- Problem requirements -
Starting with the line that contains "of the tall", copy every line through the end of the data below, exactly and with nothing added.

Point placement records:
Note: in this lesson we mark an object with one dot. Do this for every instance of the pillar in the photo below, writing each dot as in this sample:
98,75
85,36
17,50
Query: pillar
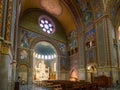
4,62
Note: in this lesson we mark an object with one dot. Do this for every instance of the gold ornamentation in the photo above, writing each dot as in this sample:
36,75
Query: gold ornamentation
52,6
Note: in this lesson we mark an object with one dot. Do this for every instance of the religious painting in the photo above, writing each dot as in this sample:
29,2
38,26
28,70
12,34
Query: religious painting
23,73
24,38
62,48
85,9
91,56
89,39
63,62
119,33
23,55
72,34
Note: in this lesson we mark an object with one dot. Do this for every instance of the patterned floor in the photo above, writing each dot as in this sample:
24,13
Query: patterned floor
32,87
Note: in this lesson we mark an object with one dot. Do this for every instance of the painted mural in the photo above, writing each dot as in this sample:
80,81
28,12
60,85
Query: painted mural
89,39
85,9
23,55
26,36
74,67
114,5
1,15
24,39
62,48
91,56
113,44
52,6
97,8
81,51
101,43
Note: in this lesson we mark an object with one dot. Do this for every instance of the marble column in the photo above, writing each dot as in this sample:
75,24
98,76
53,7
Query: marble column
4,71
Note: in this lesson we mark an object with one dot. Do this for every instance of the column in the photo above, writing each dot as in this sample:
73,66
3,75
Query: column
4,61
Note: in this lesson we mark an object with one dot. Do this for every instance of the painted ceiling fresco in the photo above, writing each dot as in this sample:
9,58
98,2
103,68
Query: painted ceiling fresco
52,6
72,12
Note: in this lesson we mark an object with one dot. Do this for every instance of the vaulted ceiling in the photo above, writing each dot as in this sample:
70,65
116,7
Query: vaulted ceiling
74,13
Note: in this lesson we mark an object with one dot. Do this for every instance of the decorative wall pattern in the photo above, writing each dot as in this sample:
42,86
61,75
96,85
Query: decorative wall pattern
1,16
62,48
8,25
101,43
89,39
52,6
26,37
23,55
113,44
74,66
85,9
81,51
91,56
97,8
63,63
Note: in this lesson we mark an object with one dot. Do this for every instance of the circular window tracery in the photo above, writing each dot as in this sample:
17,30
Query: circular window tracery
46,24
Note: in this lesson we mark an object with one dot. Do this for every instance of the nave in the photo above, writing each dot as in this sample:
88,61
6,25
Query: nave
33,87
65,85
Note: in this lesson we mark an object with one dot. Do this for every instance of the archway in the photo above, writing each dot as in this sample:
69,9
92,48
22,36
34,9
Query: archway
44,62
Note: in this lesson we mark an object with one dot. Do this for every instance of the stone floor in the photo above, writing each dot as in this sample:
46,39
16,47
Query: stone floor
32,87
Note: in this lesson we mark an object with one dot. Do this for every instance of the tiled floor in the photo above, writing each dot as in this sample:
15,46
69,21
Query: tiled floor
32,87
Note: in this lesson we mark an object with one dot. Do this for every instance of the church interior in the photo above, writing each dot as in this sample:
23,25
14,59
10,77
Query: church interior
59,44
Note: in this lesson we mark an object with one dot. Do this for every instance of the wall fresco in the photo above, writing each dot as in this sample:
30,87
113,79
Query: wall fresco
97,8
81,51
113,44
85,9
101,43
91,56
89,39
26,36
23,55
62,48
1,15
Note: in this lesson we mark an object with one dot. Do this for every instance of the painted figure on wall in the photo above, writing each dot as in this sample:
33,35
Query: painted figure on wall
62,48
24,39
24,55
89,39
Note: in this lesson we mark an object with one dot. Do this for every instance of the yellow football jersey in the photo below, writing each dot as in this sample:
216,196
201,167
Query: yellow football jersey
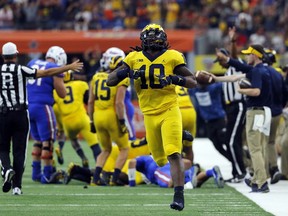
105,95
153,98
73,101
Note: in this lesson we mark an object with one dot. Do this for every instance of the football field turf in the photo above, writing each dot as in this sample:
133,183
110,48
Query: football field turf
75,199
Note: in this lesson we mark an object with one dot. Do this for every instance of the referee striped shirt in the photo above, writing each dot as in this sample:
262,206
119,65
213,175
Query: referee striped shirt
230,88
13,80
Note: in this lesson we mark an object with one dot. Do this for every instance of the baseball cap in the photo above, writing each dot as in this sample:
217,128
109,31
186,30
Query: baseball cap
256,49
224,51
9,49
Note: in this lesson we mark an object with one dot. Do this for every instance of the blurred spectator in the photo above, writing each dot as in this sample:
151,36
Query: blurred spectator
154,11
142,15
6,17
172,11
91,61
82,19
258,37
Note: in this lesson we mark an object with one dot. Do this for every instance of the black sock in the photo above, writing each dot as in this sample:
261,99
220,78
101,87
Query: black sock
81,154
116,175
178,189
179,194
96,150
61,144
96,176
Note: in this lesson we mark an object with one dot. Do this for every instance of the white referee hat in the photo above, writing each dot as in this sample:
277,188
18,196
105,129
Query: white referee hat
9,49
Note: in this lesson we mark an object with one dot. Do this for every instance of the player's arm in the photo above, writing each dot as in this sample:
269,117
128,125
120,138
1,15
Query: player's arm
120,107
231,78
59,86
233,40
118,75
90,106
75,66
119,101
183,73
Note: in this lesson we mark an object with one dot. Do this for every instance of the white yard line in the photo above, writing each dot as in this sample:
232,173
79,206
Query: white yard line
274,202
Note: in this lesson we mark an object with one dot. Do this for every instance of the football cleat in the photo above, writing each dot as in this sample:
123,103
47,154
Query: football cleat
178,201
17,191
9,175
218,178
57,176
85,163
59,155
100,182
69,173
186,135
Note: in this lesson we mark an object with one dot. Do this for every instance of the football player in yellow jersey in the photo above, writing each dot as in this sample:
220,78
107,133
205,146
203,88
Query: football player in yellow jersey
156,70
188,119
106,109
74,118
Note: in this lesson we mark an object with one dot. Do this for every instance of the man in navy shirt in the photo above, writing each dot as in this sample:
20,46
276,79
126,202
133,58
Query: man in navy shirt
258,115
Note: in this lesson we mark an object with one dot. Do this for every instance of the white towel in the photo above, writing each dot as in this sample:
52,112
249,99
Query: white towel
263,122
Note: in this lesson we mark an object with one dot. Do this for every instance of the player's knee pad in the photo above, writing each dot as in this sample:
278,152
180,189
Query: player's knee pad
161,161
47,151
37,149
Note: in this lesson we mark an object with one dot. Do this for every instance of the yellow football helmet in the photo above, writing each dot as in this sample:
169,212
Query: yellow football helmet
115,62
153,37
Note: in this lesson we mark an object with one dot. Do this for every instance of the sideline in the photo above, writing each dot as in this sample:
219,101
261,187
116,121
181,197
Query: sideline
274,202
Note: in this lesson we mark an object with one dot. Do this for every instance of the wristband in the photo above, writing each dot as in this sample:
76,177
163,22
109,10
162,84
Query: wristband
122,121
123,73
178,80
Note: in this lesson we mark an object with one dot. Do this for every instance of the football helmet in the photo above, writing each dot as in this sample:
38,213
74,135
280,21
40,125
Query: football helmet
108,55
115,62
269,57
58,54
153,37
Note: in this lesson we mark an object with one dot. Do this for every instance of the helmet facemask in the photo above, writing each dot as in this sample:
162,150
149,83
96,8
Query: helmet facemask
108,55
153,38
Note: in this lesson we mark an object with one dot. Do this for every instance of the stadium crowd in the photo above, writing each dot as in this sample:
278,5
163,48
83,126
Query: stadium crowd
263,21
256,22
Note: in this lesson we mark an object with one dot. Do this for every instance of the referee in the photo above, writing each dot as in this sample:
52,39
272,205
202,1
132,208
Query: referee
14,117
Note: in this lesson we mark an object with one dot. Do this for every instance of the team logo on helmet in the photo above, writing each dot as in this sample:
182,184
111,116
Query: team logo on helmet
58,54
153,37
108,55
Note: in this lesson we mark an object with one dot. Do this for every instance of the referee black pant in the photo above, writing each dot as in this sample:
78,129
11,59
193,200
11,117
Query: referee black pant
14,126
235,124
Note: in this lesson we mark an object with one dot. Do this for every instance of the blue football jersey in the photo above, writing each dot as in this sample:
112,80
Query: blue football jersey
40,90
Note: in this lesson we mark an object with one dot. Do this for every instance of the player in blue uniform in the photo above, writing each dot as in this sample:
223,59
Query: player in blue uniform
42,117
162,176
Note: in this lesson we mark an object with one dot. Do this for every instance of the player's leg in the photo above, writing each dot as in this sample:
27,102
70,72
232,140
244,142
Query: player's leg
106,147
79,151
60,134
172,142
122,141
188,124
46,124
91,138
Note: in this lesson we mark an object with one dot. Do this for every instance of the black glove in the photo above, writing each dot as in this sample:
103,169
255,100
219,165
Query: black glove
164,80
122,126
92,127
137,73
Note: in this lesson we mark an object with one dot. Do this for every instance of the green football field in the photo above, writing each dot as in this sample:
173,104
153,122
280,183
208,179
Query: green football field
75,199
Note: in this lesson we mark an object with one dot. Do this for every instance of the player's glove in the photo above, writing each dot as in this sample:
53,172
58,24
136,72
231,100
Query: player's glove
122,126
68,76
164,80
92,127
136,74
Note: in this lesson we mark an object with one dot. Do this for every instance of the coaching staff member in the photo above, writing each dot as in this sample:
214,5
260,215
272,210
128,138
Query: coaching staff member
14,117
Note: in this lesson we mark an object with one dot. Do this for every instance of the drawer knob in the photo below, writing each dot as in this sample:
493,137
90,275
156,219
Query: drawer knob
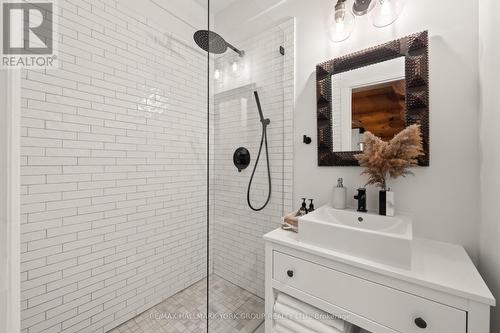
420,323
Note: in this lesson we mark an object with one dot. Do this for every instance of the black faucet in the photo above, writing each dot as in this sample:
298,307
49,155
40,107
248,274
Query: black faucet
361,197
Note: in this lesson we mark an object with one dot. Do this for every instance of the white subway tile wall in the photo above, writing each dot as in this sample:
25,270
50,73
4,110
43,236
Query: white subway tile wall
113,172
238,244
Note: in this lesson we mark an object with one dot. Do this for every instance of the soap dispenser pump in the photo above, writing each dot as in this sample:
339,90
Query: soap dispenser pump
340,195
303,209
311,206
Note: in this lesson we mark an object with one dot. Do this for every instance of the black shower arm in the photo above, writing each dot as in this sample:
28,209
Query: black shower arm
240,53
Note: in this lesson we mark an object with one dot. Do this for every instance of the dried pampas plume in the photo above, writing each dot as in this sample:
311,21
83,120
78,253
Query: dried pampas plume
390,159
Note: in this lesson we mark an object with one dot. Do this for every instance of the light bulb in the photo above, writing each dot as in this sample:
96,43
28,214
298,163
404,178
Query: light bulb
341,23
386,12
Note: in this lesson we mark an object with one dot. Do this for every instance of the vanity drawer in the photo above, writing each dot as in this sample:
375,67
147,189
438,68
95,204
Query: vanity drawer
387,306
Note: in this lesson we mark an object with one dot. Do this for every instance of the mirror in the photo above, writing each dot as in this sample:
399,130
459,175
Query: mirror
383,90
371,98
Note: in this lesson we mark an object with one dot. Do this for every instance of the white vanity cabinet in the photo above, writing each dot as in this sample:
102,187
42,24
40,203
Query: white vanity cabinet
442,292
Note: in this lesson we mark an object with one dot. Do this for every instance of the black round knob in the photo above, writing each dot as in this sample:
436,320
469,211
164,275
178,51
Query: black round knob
420,323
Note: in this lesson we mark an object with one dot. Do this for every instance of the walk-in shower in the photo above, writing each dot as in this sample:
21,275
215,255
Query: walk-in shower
213,43
134,218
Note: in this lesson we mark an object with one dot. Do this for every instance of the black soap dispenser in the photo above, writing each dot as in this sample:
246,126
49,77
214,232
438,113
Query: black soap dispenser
311,206
303,209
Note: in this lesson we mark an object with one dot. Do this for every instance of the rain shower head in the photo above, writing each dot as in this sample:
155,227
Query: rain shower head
214,43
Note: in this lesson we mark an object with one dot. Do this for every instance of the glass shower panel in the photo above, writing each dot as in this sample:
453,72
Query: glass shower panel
236,245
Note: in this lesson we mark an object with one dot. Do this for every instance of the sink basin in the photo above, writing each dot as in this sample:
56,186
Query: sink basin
387,240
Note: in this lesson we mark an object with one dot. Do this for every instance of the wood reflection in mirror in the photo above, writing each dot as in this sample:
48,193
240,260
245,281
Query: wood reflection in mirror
380,109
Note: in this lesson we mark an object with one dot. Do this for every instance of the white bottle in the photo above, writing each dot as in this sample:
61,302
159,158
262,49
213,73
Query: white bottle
340,195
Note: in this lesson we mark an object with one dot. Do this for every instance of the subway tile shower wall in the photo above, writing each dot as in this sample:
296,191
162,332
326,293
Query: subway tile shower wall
238,244
113,172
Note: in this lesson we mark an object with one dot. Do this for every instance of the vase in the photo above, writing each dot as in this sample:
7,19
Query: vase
386,203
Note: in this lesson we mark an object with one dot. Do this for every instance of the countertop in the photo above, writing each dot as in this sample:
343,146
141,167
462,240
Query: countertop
440,266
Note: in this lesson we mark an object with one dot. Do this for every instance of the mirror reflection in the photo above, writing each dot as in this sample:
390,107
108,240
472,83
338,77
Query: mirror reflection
371,98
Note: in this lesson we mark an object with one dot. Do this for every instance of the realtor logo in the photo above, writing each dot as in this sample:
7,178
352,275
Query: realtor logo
28,34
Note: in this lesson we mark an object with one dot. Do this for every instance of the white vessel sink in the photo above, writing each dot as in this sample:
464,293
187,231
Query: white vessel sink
387,240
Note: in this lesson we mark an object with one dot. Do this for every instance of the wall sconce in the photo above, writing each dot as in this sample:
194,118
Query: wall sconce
342,21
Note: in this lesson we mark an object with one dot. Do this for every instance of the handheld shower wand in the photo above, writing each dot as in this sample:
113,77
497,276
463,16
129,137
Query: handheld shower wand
265,122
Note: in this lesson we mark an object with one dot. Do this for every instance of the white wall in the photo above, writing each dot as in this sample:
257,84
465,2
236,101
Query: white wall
489,255
444,198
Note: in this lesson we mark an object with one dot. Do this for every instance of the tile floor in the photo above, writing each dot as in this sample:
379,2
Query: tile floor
180,313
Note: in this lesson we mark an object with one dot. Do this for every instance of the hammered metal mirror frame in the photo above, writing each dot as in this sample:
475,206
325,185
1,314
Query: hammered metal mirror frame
415,50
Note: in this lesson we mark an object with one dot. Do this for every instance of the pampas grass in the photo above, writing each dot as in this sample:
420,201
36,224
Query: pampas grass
392,159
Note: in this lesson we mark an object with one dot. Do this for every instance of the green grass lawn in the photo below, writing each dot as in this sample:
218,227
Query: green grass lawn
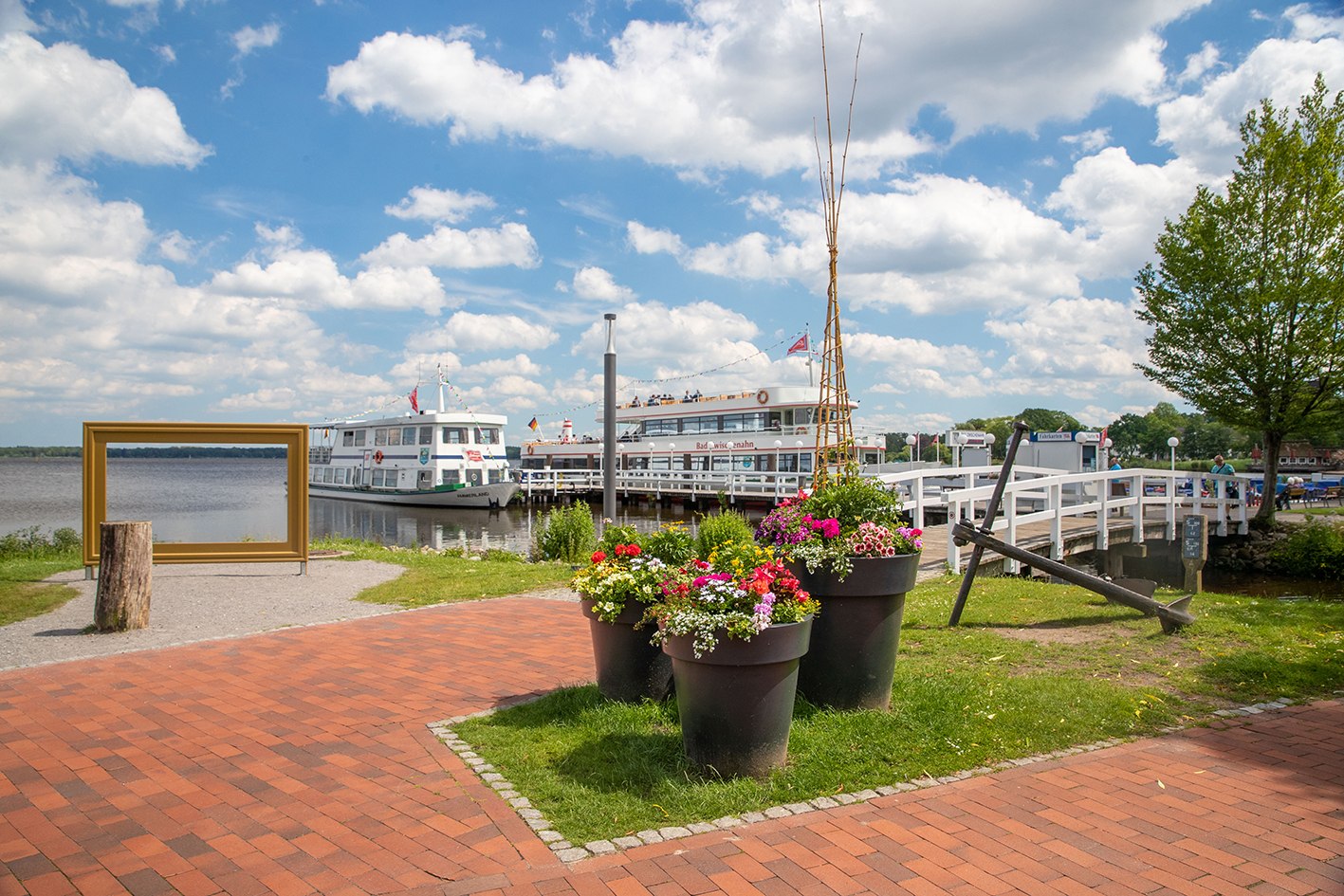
22,593
447,577
1032,667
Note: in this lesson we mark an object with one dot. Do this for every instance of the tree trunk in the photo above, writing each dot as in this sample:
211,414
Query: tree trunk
1265,516
124,576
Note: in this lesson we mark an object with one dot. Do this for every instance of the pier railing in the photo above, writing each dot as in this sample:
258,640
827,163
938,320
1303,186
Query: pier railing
1104,497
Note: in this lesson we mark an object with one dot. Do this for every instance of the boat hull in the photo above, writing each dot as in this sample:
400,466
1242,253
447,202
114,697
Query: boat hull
495,495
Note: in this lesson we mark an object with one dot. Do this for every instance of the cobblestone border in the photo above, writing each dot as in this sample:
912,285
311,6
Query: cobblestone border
567,851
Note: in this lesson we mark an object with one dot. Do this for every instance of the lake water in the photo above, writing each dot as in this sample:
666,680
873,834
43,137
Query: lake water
244,499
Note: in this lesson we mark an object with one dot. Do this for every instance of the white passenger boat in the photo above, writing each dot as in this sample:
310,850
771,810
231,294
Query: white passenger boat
764,430
431,458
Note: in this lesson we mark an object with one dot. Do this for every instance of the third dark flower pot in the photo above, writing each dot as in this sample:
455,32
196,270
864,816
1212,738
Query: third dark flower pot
855,637
628,667
737,702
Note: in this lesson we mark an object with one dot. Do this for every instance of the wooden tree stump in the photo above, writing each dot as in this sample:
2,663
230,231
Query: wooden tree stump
124,576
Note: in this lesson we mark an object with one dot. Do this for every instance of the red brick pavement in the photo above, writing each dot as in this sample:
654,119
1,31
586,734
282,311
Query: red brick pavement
297,762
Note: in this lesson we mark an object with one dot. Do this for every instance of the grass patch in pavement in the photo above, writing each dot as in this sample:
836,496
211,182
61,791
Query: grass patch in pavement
1032,667
449,576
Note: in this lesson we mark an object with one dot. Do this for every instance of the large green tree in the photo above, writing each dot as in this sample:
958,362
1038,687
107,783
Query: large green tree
1247,299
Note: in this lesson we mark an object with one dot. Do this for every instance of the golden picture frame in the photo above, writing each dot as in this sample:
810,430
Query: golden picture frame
99,435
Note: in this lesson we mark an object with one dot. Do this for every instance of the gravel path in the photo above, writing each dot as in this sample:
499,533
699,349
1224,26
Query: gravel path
200,602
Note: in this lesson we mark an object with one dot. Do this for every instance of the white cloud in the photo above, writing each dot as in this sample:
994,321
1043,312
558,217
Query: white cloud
1199,64
1121,206
1080,341
738,84
1309,26
1203,128
312,278
248,39
468,332
509,244
60,102
596,283
648,241
1089,140
448,206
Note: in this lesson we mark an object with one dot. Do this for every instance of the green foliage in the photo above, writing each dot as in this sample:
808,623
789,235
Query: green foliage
31,543
566,534
855,500
726,527
26,559
671,543
447,576
1246,302
1312,551
615,535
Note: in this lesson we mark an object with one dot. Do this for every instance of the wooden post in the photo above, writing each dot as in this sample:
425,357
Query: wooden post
1194,551
124,576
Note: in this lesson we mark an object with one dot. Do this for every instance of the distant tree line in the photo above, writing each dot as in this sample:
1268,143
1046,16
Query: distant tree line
158,451
1136,438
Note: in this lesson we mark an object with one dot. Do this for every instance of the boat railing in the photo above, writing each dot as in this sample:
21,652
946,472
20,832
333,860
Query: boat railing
672,483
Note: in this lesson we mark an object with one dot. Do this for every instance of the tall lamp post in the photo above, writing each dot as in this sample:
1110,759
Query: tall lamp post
609,421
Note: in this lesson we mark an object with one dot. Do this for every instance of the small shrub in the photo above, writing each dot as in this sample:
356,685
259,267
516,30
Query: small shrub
672,544
1314,551
728,527
567,535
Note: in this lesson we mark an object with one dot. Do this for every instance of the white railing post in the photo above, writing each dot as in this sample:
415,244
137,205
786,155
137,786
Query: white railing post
1057,521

- Finished exercise -
Note: in this lesson we mark an object with one dot. Do this for every instance of the tall lamp post in the photo above, writing each dot as in this sample:
1110,759
Query: tall lamp post
609,421
Note: in this lesson we mark an object with one dot. Do this for every instance of the small shrub in the photo above, writing each dot as in this sample:
356,685
259,267
516,30
Query: small shrub
672,544
1314,551
728,527
567,535
Note: in this lesson we mark an object with one dot. Do this for every instance of the white railing post in the photo above, writing each dot as in this sample:
415,244
137,205
786,155
137,786
Query: white railing post
1057,521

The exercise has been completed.